● **Directions**: Repeat the whole listing exactly as written.

● **Data listing**:
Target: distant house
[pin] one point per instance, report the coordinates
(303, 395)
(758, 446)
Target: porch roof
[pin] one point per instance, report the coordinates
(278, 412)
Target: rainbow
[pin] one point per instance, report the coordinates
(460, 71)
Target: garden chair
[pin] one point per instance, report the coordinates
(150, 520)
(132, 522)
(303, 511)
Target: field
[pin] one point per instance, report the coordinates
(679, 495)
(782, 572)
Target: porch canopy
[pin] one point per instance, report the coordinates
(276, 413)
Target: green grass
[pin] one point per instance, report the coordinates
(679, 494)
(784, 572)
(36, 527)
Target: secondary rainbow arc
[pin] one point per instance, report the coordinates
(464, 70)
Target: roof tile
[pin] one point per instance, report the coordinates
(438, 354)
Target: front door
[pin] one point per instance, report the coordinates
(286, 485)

● **Solution for this problem**:
Target: distant house
[pin] one point per instance, report the coordinates
(303, 395)
(758, 446)
Target: porch roof
[pin] one point per instance, report the coordinates
(278, 412)
Target: rainbow
[pin] one point per instance, report the coordinates
(460, 71)
Target: garden chair
[pin] one point per instance, report the coordinates
(150, 520)
(132, 522)
(303, 511)
Target: field
[pin] one point per instance, report the coordinates
(679, 495)
(782, 572)
Target: porch canopy
[pin] one point per instance, report the coordinates
(276, 413)
Target: green grass
[pin] one point per instance, report the coordinates
(679, 494)
(784, 572)
(36, 527)
Target: secondary rainbow arc
[pin] one point per instance, report the coordinates
(464, 70)
Target: roof tile
[pin] one point per instance, report the coordinates
(438, 354)
Target: front door
[pin] one point per instance, report the coordinates
(286, 485)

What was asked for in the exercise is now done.